Task brief → Copy the data below exactly.

* START *

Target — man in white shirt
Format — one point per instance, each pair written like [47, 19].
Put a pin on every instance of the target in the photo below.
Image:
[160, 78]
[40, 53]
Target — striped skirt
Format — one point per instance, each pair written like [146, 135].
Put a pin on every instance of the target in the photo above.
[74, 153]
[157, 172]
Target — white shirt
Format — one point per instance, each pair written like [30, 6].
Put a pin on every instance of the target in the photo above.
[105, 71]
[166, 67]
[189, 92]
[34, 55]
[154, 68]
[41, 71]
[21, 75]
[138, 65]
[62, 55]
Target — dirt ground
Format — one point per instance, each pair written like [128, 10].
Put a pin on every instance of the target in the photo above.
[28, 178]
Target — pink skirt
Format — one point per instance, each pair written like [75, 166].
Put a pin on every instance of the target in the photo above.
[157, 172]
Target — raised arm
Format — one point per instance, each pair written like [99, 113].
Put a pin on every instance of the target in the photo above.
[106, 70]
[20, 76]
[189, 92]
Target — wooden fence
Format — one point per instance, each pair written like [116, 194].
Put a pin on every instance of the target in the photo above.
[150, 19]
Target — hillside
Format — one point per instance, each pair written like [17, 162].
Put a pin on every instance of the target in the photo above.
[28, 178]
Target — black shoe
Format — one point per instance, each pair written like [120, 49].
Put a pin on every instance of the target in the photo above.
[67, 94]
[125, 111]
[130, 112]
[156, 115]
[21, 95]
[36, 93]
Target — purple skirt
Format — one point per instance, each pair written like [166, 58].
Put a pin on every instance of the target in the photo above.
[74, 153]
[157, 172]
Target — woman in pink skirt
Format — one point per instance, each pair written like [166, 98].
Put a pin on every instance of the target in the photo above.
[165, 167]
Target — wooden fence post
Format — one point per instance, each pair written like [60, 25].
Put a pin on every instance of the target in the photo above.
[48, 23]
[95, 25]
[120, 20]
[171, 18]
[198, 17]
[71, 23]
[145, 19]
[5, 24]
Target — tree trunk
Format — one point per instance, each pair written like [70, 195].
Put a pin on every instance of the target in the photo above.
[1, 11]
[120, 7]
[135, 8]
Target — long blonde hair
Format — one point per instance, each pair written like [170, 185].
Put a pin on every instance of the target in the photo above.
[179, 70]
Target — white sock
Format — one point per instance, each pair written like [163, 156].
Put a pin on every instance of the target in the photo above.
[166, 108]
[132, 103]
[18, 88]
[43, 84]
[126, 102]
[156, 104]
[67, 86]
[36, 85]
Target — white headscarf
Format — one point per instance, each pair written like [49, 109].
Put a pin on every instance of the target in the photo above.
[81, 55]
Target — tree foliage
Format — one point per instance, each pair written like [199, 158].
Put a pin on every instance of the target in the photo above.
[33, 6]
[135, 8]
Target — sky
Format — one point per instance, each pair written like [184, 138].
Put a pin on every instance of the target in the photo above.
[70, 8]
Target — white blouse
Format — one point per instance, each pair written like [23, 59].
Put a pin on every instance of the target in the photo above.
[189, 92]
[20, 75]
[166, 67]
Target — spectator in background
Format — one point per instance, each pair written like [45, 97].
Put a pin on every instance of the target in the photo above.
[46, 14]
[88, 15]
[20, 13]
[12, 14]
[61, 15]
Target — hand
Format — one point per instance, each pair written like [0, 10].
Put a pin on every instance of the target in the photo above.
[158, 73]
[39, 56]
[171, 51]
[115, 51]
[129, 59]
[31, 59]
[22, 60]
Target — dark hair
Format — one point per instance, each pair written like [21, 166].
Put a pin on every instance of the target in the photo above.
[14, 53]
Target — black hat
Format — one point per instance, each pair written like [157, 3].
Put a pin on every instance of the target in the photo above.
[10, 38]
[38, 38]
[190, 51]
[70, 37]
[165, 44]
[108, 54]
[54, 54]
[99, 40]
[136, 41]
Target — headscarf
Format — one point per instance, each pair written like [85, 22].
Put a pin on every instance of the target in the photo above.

* END *

Exercise answer →
Target — man in white shirt
Format — one point per instance, each pair written like [47, 19].
Put a pin on every instance of the target in the photo below.
Image:
[160, 78]
[40, 53]
Target — striped skirt
Format — one point per instance, each pair written like [146, 135].
Put a pin on every instance of the target in the photo above.
[74, 153]
[157, 172]
Target — white shirt
Format — one point per instance, each pair written like [30, 6].
Put a pin on every instance of the target in the photo above.
[105, 71]
[166, 67]
[189, 92]
[34, 55]
[154, 68]
[41, 71]
[21, 75]
[138, 65]
[62, 55]
Target — dirt ground
Format — one point per instance, each pair written like [128, 10].
Put a pin on every instance of the target in the photo above.
[28, 178]
Target — pink skirt
Format — one point per instance, each pair written like [75, 166].
Put a pin on every instance of the target in the photo above.
[157, 172]
Target — raised arm
Format — one point per instance, each pair written like [99, 113].
Put a pin on every instance of the target in the photo above.
[106, 70]
[20, 76]
[189, 92]
Target — wooden fence
Format — one point per instance, each pair written like [116, 194].
Put a pin on every instance of the target in the photo above.
[150, 19]
Target — hillside
Format — one point per instance, each pair written like [17, 162].
Put a pin on every instance of the target in the photo above.
[28, 178]
Target — black shoe
Format — one point per instance, each pair written like [120, 49].
Put a pin on every instance of the target in the photo above.
[67, 94]
[125, 111]
[130, 112]
[156, 115]
[21, 95]
[36, 93]
Target — purple skirt
Format — one point per instance, each pair written like [166, 58].
Put a pin on every instance of the target in the photo above.
[74, 153]
[157, 172]
Target — woman in pink skirt
Format — one point per instance, each pair written like [166, 98].
Put a pin on every instance of the target in the photo above.
[165, 167]
Target — wooden fence post
Format — one point per instance, each pair written like [60, 25].
Put a pin on every instance of the target in the photo above.
[48, 23]
[95, 25]
[120, 20]
[171, 18]
[198, 17]
[71, 23]
[145, 19]
[5, 24]
Target — tree trunk
Format — one point per instance, each pair written like [70, 195].
Put a pin on every instance of the target in the photo above.
[1, 11]
[120, 7]
[135, 8]
Target — long blonde hair
Format — one point per instance, each pair written like [170, 185].
Put a pin on every instance of the target in the photo above.
[179, 70]
Target — white sock
Format — one point per instance, each pair written like [163, 156].
Put a pin on every instance of the target in the photo above.
[166, 108]
[132, 103]
[18, 88]
[43, 84]
[126, 102]
[156, 104]
[67, 86]
[36, 85]
Target — white headscarf
Format — one point per instance, each pair written like [49, 109].
Put a pin on every instance of the target in the photo above.
[81, 55]
Target — tree foliage
Format — one point per instance, each pair written like [199, 158].
Put a pin on every instance of the target in the photo above.
[33, 6]
[135, 8]
Target — sky
Format — one point per instance, each pair written like [184, 138].
Put a pin on every instance of the target in the photo above.
[70, 8]
Target — white blouse
Format — one point per instance, each pair written like [23, 59].
Put a pin on every instance of the target in the photo above.
[189, 92]
[20, 75]
[166, 67]
Target — spectator in background
Format — one point per instance, each pair written like [45, 97].
Put a pin on every instance of the target in the photo above.
[46, 14]
[88, 15]
[20, 13]
[12, 14]
[61, 15]
Target — hand
Format — one point per instance, each pair written like [0, 10].
Put a pin on every instance of the target in the photo above.
[158, 73]
[39, 56]
[171, 51]
[115, 51]
[129, 59]
[31, 59]
[22, 60]
Target — dark hair
Format — one point per instance, each pair written like [21, 166].
Put a pin on every instance of the target in the photo above.
[14, 53]
Target — black hat
Format — one point per instance, each pair written like [157, 3].
Put a pin on every instance of the target in the photo above.
[10, 38]
[38, 38]
[190, 51]
[70, 37]
[165, 44]
[108, 54]
[54, 54]
[99, 40]
[136, 41]
Target — headscarf
Format — one point per instance, each pair written like [85, 22].
Put a pin on every instance of the target in the photo above.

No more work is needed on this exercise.